<<<<

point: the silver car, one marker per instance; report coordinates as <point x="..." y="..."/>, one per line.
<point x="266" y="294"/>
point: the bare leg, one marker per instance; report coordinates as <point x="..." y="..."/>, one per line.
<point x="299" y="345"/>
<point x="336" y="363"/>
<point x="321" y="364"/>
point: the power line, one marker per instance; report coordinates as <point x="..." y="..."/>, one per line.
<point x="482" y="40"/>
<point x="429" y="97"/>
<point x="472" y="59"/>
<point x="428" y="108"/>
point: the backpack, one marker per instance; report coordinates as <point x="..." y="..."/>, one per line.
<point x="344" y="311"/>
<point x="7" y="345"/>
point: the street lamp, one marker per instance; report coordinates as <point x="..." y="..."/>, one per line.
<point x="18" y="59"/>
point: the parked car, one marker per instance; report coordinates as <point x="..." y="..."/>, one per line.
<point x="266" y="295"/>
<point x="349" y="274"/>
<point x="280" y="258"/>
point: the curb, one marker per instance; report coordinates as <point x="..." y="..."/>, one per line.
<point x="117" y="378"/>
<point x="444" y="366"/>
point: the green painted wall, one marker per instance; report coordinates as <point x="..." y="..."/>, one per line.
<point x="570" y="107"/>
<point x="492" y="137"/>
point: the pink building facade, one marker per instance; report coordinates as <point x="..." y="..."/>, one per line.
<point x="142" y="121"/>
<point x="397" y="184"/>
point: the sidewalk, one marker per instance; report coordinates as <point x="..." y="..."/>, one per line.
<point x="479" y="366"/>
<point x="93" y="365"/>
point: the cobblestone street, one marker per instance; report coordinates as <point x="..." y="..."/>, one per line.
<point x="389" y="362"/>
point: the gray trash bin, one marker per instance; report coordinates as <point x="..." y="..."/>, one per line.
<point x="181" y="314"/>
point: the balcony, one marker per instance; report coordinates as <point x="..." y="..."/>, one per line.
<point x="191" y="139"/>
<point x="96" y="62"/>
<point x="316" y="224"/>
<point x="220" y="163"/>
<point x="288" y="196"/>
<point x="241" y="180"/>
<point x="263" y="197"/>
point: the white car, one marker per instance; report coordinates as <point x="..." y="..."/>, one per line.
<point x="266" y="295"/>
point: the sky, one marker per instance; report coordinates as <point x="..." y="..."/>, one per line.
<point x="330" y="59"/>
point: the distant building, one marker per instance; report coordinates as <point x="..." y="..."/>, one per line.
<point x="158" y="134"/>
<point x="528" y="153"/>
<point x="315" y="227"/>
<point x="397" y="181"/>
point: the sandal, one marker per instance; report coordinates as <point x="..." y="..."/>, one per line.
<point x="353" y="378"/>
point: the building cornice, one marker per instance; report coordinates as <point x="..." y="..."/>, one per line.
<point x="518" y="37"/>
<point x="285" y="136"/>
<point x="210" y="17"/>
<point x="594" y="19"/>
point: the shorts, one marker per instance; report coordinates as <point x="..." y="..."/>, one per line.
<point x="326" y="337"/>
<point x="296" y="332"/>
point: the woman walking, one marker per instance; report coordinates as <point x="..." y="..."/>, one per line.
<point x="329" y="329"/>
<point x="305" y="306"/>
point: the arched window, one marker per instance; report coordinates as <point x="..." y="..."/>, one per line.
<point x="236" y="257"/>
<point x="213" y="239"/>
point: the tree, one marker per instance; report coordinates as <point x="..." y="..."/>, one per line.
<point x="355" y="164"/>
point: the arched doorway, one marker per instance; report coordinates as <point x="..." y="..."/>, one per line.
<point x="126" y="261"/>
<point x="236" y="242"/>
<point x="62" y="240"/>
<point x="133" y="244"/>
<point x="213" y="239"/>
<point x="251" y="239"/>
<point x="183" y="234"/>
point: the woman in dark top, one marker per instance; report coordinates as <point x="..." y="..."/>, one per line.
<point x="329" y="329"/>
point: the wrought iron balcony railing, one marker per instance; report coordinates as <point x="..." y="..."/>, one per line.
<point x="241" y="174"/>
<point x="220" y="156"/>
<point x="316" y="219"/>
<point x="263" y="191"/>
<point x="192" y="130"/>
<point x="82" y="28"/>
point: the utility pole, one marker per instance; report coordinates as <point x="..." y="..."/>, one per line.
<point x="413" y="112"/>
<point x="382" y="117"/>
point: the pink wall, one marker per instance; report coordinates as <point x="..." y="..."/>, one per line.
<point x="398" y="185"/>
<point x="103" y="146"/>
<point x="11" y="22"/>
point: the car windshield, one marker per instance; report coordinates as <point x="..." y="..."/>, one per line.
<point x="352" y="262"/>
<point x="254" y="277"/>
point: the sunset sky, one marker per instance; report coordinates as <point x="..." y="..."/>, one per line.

>>>>

EXERCISE REQUIREMENTS — Repeat exactly, and only, the lines from the one containing "point: the arched doorway, one" through the end of the material.

REPLY —
point: the arched doorway, one marker per instance; report coordinates as <point x="..." y="..."/>, one per line.
<point x="126" y="261"/>
<point x="236" y="242"/>
<point x="62" y="240"/>
<point x="133" y="244"/>
<point x="213" y="239"/>
<point x="251" y="239"/>
<point x="183" y="234"/>
point: the woman in dark top, one marker per instance; report coordinates as <point x="..." y="..."/>, one per line.
<point x="329" y="329"/>
point: the wrought iron balcony railing, one marker per instance; report coordinates as <point x="..." y="..."/>, one per line.
<point x="241" y="174"/>
<point x="220" y="156"/>
<point x="316" y="219"/>
<point x="263" y="191"/>
<point x="192" y="130"/>
<point x="82" y="28"/>
point: the utility pole, one marker per instance; report coordinates as <point x="..." y="..."/>, one per line.
<point x="413" y="112"/>
<point x="382" y="117"/>
point: the pink wall, one marker per instance; report coordinates as <point x="..." y="..."/>, one per line.
<point x="398" y="185"/>
<point x="103" y="146"/>
<point x="11" y="22"/>
point: the car windshield, one marker per instance; report coordinates as <point x="..." y="..."/>, one per line.
<point x="352" y="262"/>
<point x="254" y="277"/>
point: the sunset sky, one marker per instance; report coordinates as <point x="..." y="..."/>, one per line.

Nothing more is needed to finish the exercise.